··· 提供された記録 ···

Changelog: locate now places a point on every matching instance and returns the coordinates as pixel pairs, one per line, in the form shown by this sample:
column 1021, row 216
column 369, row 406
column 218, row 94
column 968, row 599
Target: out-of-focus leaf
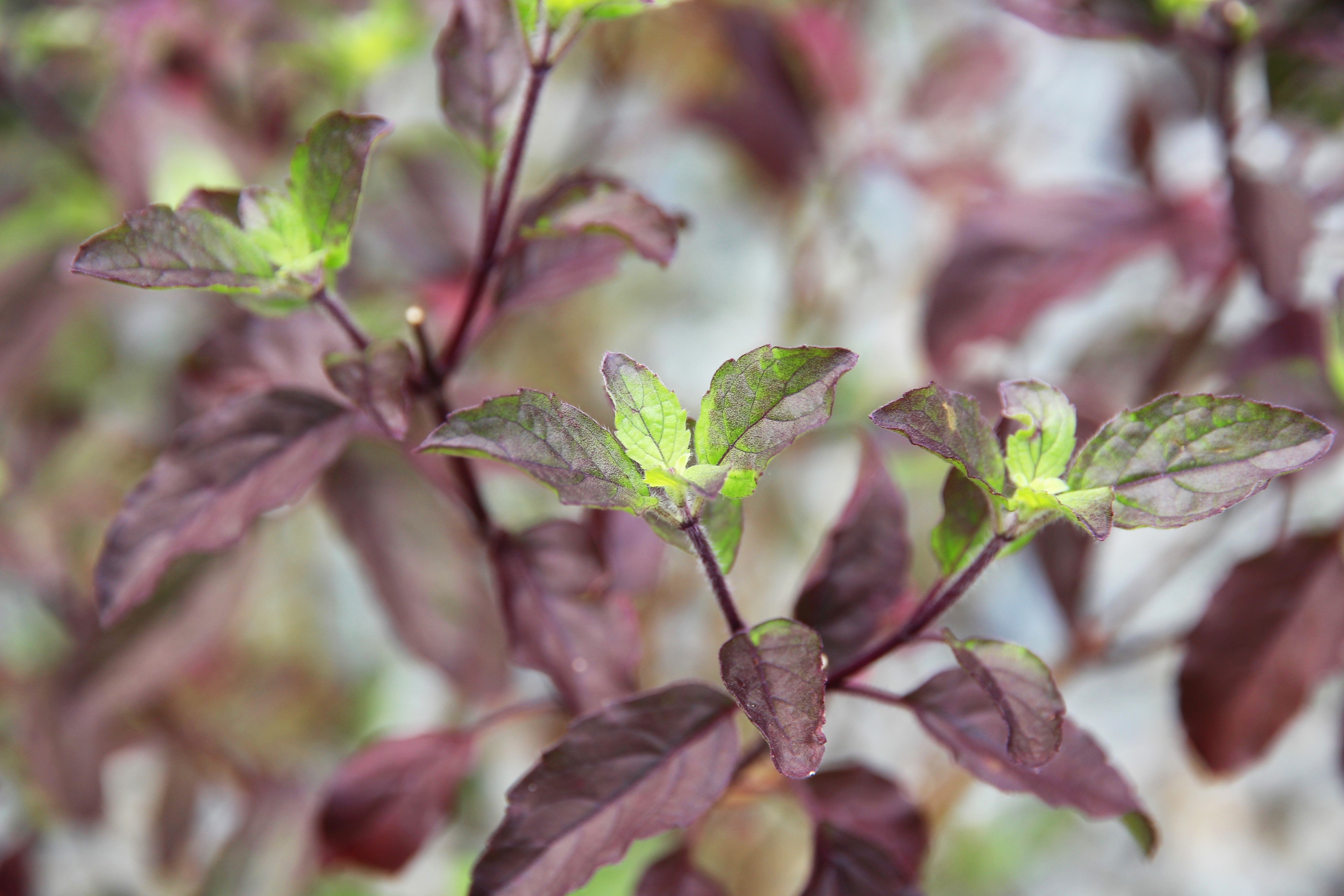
column 556, row 443
column 377, row 382
column 967, row 524
column 865, row 808
column 775, row 674
column 677, row 876
column 327, row 178
column 576, row 236
column 480, row 57
column 561, row 621
column 962, row 717
column 385, row 801
column 410, row 541
column 1272, row 632
column 631, row 770
column 221, row 472
column 1276, row 222
column 761, row 402
column 650, row 420
column 1022, row 690
column 863, row 565
column 949, row 425
column 1186, row 457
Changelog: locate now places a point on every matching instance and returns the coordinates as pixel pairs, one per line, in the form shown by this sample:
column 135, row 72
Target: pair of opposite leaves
column 1173, row 461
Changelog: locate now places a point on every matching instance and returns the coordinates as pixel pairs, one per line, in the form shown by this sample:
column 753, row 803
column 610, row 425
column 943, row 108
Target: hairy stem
column 933, row 606
column 714, row 573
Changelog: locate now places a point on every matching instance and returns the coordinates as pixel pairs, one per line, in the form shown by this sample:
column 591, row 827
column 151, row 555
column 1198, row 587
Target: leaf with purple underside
column 385, row 801
column 677, row 876
column 960, row 715
column 561, row 620
column 951, row 426
column 624, row 773
column 1022, row 690
column 1271, row 635
column 220, row 473
column 863, row 566
column 776, row 675
column 1182, row 459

···

» 課題:
上の一覧を最初から最後まで、空行を除いて番号付きのリストとして書き表す。画像は答えに含めない。

» この課題の出力:
1. Changelog: locate now places a point on every matching instance and returns the coordinates as pixel pairs, one per line, in the form shown by this sample:
2. column 1021, row 216
3. column 369, row 406
4. column 218, row 94
5. column 968, row 599
6. Target: out-of-focus leaf
7. column 556, row 443
8. column 377, row 382
9. column 967, row 524
10. column 865, row 808
11. column 775, row 674
12. column 677, row 876
13. column 327, row 178
14. column 576, row 236
15. column 480, row 57
16. column 561, row 621
17. column 962, row 717
18. column 385, row 801
19. column 410, row 541
20. column 1272, row 632
21. column 631, row 770
22. column 221, row 472
23. column 1276, row 222
24. column 761, row 402
25. column 650, row 420
26. column 1022, row 690
27. column 863, row 565
28. column 949, row 425
29. column 1186, row 457
30. Changelog: locate now places a point on every matching instance and returns the coordinates as pixel pairs, one per line, in the form shown by this sample:
31. column 135, row 72
32. Target: pair of opposite leaves
33. column 1173, row 461
34. Changelog: locate now places a point on every matching instance and returns the coordinates as pixel pairs, one per line, in the form shown by this sample:
35. column 753, row 803
36. column 610, row 425
37. column 943, row 108
38. Target: hairy stem
39. column 933, row 606
40. column 714, row 573
41. Changelog: locate now places a point on every matching instance and returns the coordinates as pixel pairs, one per line, in the form shown by this sample:
42. column 591, row 827
43. column 151, row 555
44. column 1198, row 587
45. Target: leaf with purple underside
46. column 385, row 801
47. column 677, row 876
48. column 960, row 715
49. column 561, row 620
50. column 951, row 426
51. column 624, row 773
52. column 1022, row 690
53. column 1271, row 635
54. column 220, row 473
55. column 863, row 566
56. column 776, row 675
57. column 1182, row 459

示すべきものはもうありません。